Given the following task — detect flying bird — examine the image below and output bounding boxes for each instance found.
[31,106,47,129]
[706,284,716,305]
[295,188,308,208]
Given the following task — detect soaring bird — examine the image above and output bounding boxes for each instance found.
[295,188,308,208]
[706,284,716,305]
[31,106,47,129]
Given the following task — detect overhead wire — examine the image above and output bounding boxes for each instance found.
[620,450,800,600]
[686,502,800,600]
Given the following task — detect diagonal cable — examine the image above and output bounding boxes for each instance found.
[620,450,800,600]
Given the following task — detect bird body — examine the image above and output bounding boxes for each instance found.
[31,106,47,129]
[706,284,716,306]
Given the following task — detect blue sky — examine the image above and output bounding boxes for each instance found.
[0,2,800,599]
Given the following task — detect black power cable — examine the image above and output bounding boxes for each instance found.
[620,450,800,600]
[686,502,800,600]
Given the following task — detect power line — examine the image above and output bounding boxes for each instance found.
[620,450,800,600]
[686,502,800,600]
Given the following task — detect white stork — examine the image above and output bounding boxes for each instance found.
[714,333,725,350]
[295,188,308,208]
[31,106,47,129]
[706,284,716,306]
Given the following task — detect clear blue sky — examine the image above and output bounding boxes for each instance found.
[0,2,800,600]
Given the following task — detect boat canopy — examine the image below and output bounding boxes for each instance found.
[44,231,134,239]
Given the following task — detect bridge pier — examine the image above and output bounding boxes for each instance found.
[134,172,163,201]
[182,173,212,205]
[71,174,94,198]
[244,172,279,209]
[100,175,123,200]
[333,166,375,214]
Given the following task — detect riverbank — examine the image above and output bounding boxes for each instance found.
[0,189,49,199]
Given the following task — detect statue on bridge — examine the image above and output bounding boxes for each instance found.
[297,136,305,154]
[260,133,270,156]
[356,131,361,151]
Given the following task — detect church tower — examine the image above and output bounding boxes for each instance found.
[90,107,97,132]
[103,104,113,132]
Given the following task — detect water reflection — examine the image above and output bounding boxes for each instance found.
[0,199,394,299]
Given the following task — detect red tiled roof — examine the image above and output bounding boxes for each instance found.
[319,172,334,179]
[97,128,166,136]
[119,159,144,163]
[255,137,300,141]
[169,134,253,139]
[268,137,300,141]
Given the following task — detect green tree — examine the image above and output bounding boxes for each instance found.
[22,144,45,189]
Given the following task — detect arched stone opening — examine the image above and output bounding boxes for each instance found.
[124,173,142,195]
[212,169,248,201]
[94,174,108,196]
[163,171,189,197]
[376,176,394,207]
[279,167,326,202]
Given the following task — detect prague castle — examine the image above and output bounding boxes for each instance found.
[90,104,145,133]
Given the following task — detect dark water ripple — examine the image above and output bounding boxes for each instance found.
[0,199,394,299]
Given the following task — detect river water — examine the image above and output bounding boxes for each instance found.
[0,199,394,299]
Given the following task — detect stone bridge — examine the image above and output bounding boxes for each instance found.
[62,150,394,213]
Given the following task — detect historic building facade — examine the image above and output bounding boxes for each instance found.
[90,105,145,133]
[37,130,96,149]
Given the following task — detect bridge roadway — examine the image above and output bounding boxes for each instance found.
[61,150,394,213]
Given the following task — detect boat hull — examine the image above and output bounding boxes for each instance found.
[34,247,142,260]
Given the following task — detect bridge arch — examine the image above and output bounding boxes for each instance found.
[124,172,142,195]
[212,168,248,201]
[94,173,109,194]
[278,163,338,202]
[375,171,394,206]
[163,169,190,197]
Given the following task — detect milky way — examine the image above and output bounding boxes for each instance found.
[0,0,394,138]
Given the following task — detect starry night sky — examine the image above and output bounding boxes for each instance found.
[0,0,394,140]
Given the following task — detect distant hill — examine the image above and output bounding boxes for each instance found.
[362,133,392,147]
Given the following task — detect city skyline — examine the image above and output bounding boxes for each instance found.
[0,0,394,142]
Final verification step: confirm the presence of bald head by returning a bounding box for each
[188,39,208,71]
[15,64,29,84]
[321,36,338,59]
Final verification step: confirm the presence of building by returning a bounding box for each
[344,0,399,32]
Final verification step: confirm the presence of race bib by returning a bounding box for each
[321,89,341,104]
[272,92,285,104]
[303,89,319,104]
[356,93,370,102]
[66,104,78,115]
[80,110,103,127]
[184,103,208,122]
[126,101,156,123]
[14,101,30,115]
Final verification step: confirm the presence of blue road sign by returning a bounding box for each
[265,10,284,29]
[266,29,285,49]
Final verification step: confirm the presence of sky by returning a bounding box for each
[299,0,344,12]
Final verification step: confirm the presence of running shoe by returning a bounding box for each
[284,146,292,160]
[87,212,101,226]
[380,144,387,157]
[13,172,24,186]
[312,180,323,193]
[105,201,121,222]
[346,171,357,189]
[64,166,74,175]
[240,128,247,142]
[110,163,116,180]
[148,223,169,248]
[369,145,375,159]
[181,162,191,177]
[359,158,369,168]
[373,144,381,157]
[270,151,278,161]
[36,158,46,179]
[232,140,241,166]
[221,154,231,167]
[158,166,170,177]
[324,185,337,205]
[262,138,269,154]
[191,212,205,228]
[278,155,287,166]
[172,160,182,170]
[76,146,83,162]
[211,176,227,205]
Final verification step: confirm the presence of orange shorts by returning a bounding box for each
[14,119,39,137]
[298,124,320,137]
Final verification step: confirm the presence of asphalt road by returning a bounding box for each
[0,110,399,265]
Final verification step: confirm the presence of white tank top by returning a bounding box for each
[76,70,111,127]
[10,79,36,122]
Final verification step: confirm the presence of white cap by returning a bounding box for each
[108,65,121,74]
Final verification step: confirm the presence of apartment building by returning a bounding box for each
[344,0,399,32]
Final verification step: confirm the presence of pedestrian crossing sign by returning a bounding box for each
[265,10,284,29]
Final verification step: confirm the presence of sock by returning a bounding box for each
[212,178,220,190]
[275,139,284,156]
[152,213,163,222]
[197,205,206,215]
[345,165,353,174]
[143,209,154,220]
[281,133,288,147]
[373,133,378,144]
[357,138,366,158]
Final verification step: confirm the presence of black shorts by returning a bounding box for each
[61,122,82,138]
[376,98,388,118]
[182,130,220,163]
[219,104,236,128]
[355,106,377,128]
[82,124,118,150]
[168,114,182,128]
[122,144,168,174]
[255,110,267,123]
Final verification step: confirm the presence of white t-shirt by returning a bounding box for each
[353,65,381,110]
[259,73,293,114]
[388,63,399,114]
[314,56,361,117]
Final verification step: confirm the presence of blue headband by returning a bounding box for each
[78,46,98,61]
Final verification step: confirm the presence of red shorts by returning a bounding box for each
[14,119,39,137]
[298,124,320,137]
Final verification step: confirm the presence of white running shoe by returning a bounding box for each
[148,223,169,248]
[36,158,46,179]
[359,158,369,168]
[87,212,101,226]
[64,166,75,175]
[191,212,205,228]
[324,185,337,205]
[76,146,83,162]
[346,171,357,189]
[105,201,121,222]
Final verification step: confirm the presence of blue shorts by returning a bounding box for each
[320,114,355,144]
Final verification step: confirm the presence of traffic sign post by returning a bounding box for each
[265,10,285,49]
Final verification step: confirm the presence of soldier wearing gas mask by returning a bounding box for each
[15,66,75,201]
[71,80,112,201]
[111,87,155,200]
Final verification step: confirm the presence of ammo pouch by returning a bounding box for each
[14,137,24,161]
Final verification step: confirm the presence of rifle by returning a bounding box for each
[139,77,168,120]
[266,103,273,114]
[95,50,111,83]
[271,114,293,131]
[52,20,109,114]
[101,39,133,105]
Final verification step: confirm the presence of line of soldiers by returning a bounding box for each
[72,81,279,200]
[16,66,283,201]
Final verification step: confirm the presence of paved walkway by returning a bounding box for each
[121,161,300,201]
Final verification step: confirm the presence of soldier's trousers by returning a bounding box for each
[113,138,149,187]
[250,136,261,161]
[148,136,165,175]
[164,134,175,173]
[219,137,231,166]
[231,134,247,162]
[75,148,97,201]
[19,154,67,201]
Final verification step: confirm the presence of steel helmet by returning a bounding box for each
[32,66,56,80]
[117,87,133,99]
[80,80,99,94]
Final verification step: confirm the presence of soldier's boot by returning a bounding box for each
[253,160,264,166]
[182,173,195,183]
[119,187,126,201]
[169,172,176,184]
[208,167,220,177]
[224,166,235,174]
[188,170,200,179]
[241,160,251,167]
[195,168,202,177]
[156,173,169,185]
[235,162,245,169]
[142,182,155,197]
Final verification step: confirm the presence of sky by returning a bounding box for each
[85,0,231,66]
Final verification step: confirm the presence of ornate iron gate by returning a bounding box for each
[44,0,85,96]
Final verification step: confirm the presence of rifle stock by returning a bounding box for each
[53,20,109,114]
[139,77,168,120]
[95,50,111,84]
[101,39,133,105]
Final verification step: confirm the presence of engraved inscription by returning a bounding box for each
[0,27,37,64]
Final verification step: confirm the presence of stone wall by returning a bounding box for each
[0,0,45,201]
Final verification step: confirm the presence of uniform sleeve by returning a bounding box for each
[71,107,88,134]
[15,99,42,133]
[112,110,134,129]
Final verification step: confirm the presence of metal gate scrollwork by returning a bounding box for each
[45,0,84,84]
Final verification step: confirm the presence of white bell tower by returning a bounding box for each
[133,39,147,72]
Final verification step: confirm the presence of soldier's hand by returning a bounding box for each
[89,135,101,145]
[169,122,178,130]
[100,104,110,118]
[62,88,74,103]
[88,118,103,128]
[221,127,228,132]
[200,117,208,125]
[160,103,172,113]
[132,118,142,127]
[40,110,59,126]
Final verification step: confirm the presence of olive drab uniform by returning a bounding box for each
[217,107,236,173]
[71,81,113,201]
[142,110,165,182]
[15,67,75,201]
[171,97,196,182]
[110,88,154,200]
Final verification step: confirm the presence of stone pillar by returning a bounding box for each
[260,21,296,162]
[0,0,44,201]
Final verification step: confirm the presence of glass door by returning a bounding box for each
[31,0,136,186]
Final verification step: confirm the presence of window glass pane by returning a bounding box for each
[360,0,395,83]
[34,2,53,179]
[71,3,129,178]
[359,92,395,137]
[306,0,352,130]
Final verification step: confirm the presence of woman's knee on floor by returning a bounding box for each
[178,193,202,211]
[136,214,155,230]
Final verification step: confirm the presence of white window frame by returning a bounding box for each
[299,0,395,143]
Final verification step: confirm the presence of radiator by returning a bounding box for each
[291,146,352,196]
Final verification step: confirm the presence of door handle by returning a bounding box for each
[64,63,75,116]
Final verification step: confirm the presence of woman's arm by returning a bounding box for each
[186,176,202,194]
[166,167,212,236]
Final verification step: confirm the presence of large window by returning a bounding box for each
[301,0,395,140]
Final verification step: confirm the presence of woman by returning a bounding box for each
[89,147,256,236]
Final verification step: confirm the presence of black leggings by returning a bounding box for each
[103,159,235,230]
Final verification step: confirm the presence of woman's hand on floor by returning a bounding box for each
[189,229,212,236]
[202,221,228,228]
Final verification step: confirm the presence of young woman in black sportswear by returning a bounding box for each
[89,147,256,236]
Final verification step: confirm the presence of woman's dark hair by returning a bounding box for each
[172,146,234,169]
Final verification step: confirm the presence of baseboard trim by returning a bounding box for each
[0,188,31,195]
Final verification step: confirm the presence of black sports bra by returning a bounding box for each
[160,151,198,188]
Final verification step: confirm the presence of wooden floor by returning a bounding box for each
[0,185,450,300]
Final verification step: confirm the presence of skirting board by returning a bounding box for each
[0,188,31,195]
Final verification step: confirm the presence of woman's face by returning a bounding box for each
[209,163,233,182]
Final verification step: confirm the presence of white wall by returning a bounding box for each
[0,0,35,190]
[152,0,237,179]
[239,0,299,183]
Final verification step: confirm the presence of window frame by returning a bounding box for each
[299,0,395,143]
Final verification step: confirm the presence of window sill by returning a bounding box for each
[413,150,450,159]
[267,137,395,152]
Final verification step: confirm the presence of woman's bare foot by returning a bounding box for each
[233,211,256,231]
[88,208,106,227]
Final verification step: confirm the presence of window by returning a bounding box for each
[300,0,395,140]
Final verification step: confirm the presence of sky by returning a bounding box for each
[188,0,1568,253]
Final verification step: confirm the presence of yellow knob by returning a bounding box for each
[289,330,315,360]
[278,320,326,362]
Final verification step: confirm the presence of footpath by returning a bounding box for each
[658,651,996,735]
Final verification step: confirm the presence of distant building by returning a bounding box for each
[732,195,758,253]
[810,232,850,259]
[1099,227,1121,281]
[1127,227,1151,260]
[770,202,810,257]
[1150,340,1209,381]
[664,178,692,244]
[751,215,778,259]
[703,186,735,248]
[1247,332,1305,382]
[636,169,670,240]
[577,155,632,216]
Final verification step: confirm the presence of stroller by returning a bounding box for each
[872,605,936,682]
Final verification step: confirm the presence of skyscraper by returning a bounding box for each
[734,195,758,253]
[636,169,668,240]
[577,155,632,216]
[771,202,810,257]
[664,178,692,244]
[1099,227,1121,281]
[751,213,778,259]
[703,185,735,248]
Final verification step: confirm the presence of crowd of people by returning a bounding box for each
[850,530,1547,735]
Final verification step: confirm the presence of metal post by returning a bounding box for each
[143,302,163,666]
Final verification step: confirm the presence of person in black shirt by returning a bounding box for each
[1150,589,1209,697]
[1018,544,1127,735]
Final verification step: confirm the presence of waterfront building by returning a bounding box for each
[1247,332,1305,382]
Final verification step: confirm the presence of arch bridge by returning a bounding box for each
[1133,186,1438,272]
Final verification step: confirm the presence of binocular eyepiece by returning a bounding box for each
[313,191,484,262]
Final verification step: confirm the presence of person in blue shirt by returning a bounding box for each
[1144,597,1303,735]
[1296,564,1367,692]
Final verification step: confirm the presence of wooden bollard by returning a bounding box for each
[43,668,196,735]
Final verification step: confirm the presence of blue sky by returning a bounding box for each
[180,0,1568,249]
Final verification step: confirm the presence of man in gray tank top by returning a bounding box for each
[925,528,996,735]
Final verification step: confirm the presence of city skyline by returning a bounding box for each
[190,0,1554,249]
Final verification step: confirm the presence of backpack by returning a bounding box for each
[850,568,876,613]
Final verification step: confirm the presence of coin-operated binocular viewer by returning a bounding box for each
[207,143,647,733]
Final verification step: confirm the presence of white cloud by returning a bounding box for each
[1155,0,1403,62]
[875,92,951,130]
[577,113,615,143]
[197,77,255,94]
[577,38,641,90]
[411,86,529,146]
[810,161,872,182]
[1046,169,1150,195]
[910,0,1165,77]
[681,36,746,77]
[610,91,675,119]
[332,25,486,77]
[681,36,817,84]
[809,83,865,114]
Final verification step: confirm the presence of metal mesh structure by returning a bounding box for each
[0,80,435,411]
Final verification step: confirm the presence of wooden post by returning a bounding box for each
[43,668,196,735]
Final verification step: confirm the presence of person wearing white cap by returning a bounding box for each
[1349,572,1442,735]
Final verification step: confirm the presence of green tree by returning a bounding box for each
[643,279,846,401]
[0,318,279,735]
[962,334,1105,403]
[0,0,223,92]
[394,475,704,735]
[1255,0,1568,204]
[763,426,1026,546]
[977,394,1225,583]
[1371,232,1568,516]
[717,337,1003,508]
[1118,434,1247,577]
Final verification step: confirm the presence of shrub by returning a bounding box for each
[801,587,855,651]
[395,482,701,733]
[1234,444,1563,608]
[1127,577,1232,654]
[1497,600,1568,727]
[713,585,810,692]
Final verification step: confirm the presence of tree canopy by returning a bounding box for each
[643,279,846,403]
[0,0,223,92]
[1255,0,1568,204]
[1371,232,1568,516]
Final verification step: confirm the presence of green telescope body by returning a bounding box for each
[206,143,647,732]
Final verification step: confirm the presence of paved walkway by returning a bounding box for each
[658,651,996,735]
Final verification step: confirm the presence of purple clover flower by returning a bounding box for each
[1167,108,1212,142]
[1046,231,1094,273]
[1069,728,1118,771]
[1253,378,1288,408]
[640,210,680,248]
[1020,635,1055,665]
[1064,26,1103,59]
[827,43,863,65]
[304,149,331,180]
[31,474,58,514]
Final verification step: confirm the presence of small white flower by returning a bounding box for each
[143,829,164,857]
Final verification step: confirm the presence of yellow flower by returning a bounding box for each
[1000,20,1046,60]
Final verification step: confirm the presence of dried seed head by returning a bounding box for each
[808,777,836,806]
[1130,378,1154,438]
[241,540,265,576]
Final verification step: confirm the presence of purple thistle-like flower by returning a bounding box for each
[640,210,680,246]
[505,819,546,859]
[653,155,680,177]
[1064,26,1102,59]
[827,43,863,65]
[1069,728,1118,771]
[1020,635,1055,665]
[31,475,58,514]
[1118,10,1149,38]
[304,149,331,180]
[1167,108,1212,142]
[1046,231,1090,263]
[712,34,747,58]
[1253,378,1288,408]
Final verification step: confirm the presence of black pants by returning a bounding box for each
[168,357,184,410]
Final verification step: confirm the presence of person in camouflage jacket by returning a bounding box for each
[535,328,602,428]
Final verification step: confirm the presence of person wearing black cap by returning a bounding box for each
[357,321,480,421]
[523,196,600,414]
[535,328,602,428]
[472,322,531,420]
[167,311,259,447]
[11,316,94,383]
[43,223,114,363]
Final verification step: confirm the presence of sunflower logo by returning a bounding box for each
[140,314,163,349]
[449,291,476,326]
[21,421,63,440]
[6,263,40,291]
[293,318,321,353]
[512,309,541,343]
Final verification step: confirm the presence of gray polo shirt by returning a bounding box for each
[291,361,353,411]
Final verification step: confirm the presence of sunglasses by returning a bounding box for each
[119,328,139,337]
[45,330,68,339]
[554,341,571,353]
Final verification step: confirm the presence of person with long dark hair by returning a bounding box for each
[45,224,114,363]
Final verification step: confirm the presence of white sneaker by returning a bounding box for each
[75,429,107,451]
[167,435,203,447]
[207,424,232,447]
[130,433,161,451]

§ **TASK OBJECTIVE**: Count the lines in the listing that contain the string "distant", matching case exactly, and give only the number.

§ **SOLUTION FOR THIS TASK**: 2